* **Task to complete**:
Where an image appears, leave it out; otherwise repeat the data exactly.

--------------------------------

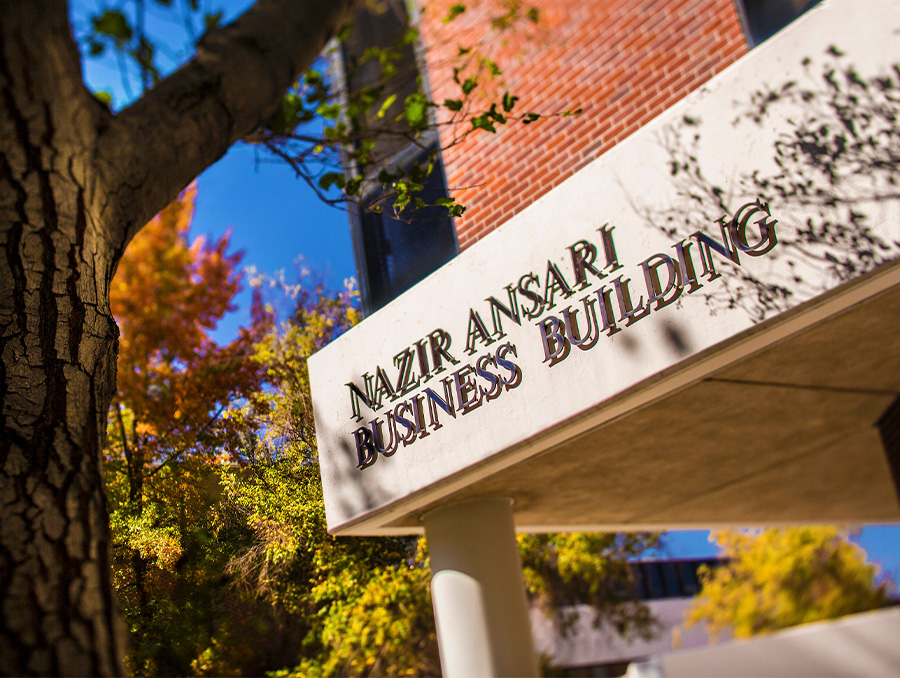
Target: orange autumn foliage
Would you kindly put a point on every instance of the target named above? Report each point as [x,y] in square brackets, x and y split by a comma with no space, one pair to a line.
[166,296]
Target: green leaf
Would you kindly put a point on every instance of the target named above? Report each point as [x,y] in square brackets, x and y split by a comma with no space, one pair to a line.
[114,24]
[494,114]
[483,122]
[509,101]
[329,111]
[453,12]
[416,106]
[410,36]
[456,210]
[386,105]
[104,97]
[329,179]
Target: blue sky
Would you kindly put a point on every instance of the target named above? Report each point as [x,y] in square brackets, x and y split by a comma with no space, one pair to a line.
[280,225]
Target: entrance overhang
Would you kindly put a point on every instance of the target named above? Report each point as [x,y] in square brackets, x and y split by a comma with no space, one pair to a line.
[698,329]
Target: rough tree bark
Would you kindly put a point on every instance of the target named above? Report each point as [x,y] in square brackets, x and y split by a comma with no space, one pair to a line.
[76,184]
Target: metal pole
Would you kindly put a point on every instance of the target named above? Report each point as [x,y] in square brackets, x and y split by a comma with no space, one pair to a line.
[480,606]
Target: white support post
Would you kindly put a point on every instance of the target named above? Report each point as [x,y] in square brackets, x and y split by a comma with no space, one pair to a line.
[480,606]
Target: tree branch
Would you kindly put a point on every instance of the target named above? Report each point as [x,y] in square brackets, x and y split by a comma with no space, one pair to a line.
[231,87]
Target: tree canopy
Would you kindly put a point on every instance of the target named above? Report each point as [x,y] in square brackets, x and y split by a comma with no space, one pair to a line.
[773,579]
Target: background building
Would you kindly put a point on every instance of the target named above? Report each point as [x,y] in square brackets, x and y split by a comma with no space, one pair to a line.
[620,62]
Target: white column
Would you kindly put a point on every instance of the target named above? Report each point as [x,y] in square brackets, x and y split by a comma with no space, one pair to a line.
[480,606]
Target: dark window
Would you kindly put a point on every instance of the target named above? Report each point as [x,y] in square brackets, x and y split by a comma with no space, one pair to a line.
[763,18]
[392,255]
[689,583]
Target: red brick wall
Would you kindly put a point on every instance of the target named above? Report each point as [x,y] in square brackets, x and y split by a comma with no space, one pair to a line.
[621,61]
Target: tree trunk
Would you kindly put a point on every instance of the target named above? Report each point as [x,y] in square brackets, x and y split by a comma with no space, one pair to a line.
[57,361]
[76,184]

--------------------------------

* **Output for this exercise**:
Target: orange autumn foliage
Would you kindly put a point on every instance of the target named above? Report each point as [x,y] in square brackets, x and y split by a comma with no space, one pair to a line.
[166,296]
Target: green leaf
Would you kindly put a point on every instance of the target named above? Report each point as [x,y] in square brackets, x and y split by a comma with no space, one pair to a line.
[114,24]
[494,114]
[483,122]
[509,101]
[329,111]
[453,12]
[416,106]
[410,36]
[456,210]
[386,105]
[104,97]
[329,179]
Target: blue sky
Would you kindly put a point on every instance of the target named above? Report each point as [x,y] in square brackets, x and y split by a comma with no space, one pair to a line.
[280,225]
Target: entrance overhang
Would you kindly put a point on every instance of the target named above? Report each point as [x,y] in square brackets, x and y split by a comma with no space, one pair to a line.
[698,329]
Target: rough tree bark
Would you kindly put a point on every instance of the target named above? Report each point as [x,y] in square brackets, x and y split by a comma with no space, one pair to a line.
[76,184]
Target: metal pole
Would you kindly put a point on every instance of the target named above? Report each point as [x,y] in square brackets, x and y split by a comma with no space, one pair to a line.
[480,606]
Target: white support post
Would you kindly put a point on every instance of the target named above? Report each point as [x,y] in square brackets, x and y split by a comma with no space, one pair to a line.
[480,606]
Target: tree branch
Would you kindly put a point on every instance of the target named above? Report each point as [x,y] in square brackets, x and y split by a comma with no space, one pair to a line.
[231,87]
Target: tree canopy
Would you kindly put a point on every instance of the target named above? Report each point as [x,y] in square brackets, x and y split by a comma with no space, one pair to a line.
[773,579]
Target: background building
Would you kindly put a point on every instance of the target named above? Report each point as [x,y] in square brackets, x and y split by a comma with no space, one pair to a line.
[620,62]
Target: white column
Would you kindly put a point on every instance of the target named above? Report each point as [x,y] in square brackets, x and y split by a comma with no space, one pair to a line.
[480,606]
Target: dark window
Would you kindly put a point on every instance of the target named above? Report each point as [x,y] in square brackets, x and y split by a comma with no space, one pair to a line.
[763,18]
[392,255]
[689,583]
Target: red brick wall
Would you kindly put a point on every instance of the target named above? Report each point as [x,y] in square brackets, x and y split by a comma with no space, one pair to a line.
[621,61]
Target: tree trunk
Would you kindly put a point on every instance of the target named above? Report each point as [x,y] in square brackets, x and y split by a comma with no space, one pair to a line.
[57,361]
[76,184]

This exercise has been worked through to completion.